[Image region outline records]
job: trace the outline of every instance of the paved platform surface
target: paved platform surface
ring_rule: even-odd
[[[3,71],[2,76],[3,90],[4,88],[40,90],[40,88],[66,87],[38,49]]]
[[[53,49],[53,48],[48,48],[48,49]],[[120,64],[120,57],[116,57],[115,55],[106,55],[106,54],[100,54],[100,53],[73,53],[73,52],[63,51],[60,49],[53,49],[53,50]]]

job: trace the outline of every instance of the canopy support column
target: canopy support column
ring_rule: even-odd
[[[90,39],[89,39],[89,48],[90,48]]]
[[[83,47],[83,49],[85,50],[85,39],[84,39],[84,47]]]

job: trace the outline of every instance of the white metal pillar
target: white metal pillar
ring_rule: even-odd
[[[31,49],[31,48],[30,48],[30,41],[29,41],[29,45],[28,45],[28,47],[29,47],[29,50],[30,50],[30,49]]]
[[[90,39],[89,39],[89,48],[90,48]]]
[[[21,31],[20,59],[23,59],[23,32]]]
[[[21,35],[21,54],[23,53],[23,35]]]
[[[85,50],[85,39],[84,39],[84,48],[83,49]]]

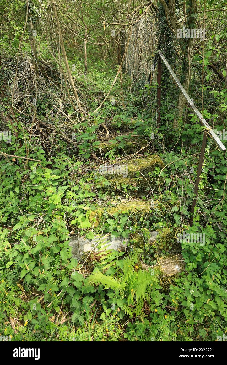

[PROBLEM DETAILS]
Output every line of the records above as a numbered list, skipping blank lines and leaving out the pictures.

[ANSWER TO THIS TASK]
1. job: trace the outline of every instance of the paved platform surface
2. target: paved platform surface
3. ring_rule: even-odd
4. [[[3,71],[2,76],[3,90],[4,88],[40,90],[40,88],[66,87],[38,49]]]
5. [[[53,49],[53,48],[48,48],[48,49]],[[120,64],[120,57],[116,57],[115,55],[106,55],[106,54],[100,54],[100,53],[73,53],[73,52],[63,51],[60,49],[53,49],[53,50]]]
6. job: trace the outline of every instance of the canopy support column
7. target: canopy support column
8. ring_rule: even-odd
9. [[[90,39],[89,39],[89,48],[90,48]]]
10. [[[83,47],[83,49],[85,50],[85,39],[84,39],[84,47]]]
11. job: trace the outline of every instance of the white metal pillar
12. target: white metal pillar
13. ring_rule: even-odd
14. [[[31,49],[31,48],[30,48],[30,41],[29,41],[29,45],[28,45],[28,47],[29,47],[29,50],[30,50],[30,49]]]
15. [[[90,39],[89,39],[89,48],[90,48]]]
16. [[[21,31],[20,59],[23,59],[23,32]]]
17. [[[21,35],[21,54],[23,53],[23,35]]]
18. [[[85,50],[85,39],[84,39],[84,48],[83,49]]]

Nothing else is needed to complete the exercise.